▶ [YOUR GOAL]: Return the data exactly, but only from the line containing "Can you spot the faucet" through its last line.

EXERCISE MATERIALS: Begin

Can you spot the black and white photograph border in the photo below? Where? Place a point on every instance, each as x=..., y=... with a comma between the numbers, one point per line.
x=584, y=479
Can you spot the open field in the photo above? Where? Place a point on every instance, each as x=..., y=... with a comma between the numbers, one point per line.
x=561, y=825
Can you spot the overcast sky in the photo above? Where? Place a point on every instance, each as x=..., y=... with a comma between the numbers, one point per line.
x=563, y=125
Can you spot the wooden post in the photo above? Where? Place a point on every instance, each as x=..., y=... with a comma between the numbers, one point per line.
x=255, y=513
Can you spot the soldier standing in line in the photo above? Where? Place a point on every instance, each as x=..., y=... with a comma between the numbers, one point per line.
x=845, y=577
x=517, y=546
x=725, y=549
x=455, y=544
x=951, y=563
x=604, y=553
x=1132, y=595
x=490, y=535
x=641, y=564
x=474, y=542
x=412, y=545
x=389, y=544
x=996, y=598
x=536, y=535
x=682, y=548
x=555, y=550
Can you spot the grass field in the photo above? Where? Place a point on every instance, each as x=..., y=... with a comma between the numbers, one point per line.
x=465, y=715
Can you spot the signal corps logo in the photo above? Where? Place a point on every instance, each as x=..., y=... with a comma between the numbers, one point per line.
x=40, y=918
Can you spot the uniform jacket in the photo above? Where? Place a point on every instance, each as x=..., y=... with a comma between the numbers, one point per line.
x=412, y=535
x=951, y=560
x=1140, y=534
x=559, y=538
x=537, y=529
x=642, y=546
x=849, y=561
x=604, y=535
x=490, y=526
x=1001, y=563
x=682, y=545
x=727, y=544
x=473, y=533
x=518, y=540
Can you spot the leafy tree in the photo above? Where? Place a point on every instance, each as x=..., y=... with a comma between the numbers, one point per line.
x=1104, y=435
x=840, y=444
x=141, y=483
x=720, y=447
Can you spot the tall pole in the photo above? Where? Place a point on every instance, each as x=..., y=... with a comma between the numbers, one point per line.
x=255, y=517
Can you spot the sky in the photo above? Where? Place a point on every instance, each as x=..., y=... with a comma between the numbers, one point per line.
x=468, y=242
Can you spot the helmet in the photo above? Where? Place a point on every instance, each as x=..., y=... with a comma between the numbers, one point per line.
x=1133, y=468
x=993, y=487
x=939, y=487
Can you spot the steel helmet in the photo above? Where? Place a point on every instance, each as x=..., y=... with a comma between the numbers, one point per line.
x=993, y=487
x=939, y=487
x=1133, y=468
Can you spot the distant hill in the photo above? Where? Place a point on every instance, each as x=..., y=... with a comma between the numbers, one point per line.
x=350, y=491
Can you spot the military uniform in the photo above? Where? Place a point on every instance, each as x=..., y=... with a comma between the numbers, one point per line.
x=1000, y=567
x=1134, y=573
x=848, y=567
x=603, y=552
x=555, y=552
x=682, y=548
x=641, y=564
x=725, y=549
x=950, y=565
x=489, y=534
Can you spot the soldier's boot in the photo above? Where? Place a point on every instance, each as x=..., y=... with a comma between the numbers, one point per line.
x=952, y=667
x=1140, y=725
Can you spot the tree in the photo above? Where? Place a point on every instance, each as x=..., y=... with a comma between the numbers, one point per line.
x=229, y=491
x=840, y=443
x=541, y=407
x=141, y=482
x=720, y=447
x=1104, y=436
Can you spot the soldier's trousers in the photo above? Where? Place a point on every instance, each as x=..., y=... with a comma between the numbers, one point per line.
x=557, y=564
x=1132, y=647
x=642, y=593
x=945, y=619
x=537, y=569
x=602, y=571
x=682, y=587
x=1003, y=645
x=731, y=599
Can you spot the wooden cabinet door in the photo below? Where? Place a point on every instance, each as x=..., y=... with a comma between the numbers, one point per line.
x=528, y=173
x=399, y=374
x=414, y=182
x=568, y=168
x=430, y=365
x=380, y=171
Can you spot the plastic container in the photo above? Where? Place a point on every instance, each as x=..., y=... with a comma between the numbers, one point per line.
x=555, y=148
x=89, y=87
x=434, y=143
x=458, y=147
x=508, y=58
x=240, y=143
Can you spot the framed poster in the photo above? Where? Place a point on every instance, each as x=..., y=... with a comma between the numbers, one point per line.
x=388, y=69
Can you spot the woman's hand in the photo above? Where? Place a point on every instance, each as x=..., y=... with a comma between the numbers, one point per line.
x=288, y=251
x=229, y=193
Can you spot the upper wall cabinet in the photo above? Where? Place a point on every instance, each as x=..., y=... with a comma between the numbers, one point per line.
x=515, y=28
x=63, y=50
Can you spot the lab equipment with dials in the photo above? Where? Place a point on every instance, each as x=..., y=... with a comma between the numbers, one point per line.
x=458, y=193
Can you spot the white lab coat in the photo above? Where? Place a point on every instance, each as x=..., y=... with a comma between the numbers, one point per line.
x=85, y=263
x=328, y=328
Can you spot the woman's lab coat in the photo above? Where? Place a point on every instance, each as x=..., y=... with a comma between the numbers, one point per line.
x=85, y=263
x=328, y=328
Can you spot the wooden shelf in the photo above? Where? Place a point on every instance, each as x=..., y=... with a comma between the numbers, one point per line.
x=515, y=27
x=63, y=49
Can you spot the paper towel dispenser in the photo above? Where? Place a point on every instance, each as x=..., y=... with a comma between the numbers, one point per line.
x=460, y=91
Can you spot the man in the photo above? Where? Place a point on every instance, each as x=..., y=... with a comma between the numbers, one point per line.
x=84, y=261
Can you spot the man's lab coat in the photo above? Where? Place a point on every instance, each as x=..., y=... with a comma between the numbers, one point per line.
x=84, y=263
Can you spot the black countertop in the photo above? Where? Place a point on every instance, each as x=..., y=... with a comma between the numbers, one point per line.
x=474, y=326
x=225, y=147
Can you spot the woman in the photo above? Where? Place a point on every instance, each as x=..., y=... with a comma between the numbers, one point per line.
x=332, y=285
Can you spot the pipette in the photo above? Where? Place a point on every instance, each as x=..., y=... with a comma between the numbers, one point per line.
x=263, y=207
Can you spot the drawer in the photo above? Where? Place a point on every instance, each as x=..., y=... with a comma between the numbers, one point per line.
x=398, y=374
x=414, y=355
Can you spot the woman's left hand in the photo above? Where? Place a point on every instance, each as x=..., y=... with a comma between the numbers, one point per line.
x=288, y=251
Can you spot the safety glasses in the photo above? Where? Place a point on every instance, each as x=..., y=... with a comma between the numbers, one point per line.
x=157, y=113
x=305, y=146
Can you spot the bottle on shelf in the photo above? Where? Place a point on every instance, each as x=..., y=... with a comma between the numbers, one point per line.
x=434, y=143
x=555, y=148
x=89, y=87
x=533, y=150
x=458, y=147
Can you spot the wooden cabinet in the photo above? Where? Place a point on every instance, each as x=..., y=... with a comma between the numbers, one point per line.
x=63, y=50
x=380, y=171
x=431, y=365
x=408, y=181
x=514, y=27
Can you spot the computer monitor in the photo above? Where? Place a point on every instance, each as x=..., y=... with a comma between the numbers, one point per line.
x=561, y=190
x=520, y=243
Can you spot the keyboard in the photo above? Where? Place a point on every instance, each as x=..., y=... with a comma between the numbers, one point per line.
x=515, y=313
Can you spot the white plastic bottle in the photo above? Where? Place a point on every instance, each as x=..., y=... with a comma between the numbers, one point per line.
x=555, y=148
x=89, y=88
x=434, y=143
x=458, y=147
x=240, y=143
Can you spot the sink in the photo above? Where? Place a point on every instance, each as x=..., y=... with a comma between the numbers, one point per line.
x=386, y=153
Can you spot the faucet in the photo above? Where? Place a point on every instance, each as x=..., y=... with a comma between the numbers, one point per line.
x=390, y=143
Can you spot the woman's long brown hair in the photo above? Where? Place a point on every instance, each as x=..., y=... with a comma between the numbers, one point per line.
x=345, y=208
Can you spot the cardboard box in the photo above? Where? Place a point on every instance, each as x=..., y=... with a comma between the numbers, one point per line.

EXERCISE MATERIALS: End

▶ [EXERCISE OUTPUT]:
Can you spot the faucet in the photo above? Where? Place a point on every instance, each as x=..., y=... with a comma between the numbers, one point per line.
x=390, y=143
Can you spot the woman's long brown hair in the photo above? Where? Place a point on every instance, each as x=..., y=... with a comma between the numbers, one point per line.
x=345, y=208
Can you spot the cardboard box in the photo above? Where? Place a point on every instance, each as x=..., y=... with a comma between the numbers, one point per line.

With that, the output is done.